The majority of Android repositories on GitHub are applications (63%), while Android Bench trends toward libraries (58%). Thanks to this shift, we can test LLMs against their ability to handle more restrictions, modularity, and architectural patterns.

To ensure a more balanced distribution of task complexities, we also broke them down based on changed lines of code. Nearly half the set (46%) consists of small changes under 27 lines, followed by 33% that are between 27 and 136 lines, and the remaining 21% that exceed 136 lines.

Across the benchmark, the median task size is 32 changed lines, with the largest single change reaching 435 lines.


The Android Bench test harness

To facilitate the execution of the benchmark, Android Bench uses a modified version of the SWE Bench test harness. It runs in two parts: an Inference Agent and a Patch Verifier.

  1. The Inference Agent combines the mini SWE agent with a custom Docker image that can build and run Android projects and a base prompt for Android development. Running the agent produces patch files that are then passed to the Patch Verifier.

  2. The Patch Verifier takes those patches, adds them to the codebase, and executes the test suite. It then outputs the data required to assign a score to the execution.

The test harness is available in our GitHub organization, allowing anyone to independently recreate and verify the benchmark results, or to use the test harness for executing your own tasks.

For full transparency, we have published the experimental settings and environment configurations used to obtain the benchmark results. This allows researchers and developers to independently recreate and verify our findings, or to use the test harness for executing their own tasks.


Task sourcing and filtering

Tasks came from two pipelines. The first pipeline automated finding pull requests that could become tasks. We filtered all the pull requests to ensure they met the following criteria:

  • Originated from a popular Android repository—that is, have at least 500 stars on GitHub
  • Contained tests
  • Were marked as fixing an issue in the repository
  • Only included changes from the last 3 years

These filters reduced the set of pull requests to task candidates. Task candidates passed through two different human reviews.
^^^^^^^^
— ACTIONS TO TAKE —
A - According to the Android Bench text, what is the median task size in the benchmark?
B - Summarize the Android Bench text in two sentences.
C - Continue the Android Bench text from its last sentence.

— RECORDED DATA —
^^^^^^^^
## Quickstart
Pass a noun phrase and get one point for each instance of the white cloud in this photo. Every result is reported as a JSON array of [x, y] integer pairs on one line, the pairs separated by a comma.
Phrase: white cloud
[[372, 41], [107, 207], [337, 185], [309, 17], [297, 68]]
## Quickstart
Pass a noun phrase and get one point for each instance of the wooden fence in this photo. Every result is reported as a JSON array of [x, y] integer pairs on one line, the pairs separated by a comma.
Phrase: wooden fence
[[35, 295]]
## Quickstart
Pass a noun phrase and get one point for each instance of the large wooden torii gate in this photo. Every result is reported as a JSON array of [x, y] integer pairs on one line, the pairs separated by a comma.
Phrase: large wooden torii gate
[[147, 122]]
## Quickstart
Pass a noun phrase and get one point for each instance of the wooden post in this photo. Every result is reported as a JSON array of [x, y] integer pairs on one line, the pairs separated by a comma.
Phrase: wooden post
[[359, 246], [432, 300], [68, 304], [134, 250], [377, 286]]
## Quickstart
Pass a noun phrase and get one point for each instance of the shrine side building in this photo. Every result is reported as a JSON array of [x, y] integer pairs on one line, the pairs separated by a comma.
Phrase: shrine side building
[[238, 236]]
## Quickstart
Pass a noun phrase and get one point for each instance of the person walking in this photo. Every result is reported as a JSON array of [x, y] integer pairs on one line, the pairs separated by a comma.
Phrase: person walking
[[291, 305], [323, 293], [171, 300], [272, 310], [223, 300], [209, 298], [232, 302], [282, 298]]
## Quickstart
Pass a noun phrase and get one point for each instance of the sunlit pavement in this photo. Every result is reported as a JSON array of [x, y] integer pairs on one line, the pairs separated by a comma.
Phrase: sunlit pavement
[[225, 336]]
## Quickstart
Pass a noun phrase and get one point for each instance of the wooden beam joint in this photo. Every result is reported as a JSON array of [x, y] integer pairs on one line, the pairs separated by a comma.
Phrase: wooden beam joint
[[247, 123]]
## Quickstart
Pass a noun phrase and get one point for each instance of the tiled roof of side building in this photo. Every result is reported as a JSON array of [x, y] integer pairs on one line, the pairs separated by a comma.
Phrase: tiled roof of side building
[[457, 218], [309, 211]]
^^^^^^^^
— ANSWER LIST —
A - 32 changed lines.

B - Android Bench leans toward libraries rather than applications, and its tasks range from changes under 27 lines to changes over 136 lines, with a median of 32 changed lines. It runs on a modified SWE Bench test harness made up of an Inference Agent that produces patch files and a Patch Verifier that applies them and runs the test suite, and its tasks were drawn from filtered pull requests that then passed through two human reviews.

C -
  • The first review was for quality assurance. Reviewers checked pull requests to ensure code compiled with and without the patch generated by the LLMs, had enough context in the description, and didn't include changes that were not mentioned in the description. They also assigned a "difficulty" rating to the task, estimating how long it would take to write the code for the task without LLM assistance.
  • A subject matter expert reviewed those tasks that passed quality assurance to ensure each one was sufficiently complex and related to Android development.
Figure: pull request selection funnel

Due to the filtering of pull requests, some good potential candidates were excluded before making it to the human review. This was because they were missing either tests or an associated issue. In such cases, we created a prompt for the pull request or added tests where needed, allowing for additional tasks to be included in the final evaluation. After enrichment, the tasks went through the same subject matter expert review process.

To make sure the dataset was representative of the original collection of all pull requests as we applied these filters, we tracked additional dimensions such as:

  • The programming language the project was written in
  • The number of modules in the project
  • Whether the project was an app or a library
  • If the project contained UI elements, and whether it was written using Compose or Views
  • The number of files and lines of code changed

Analysis of those dimensions confirmed that our dataset maintains good coverage across the ecosystem. We tended to select more complex repositories—especially libraries and projects using Jetpack Compose—to ensure we are testing against up-to-date architectural standards. Conversely, the specific tasks we selected tend to be simpler and more focused (involved fewer line changes), mirroring the small, atomic pull requests with targeted fixes.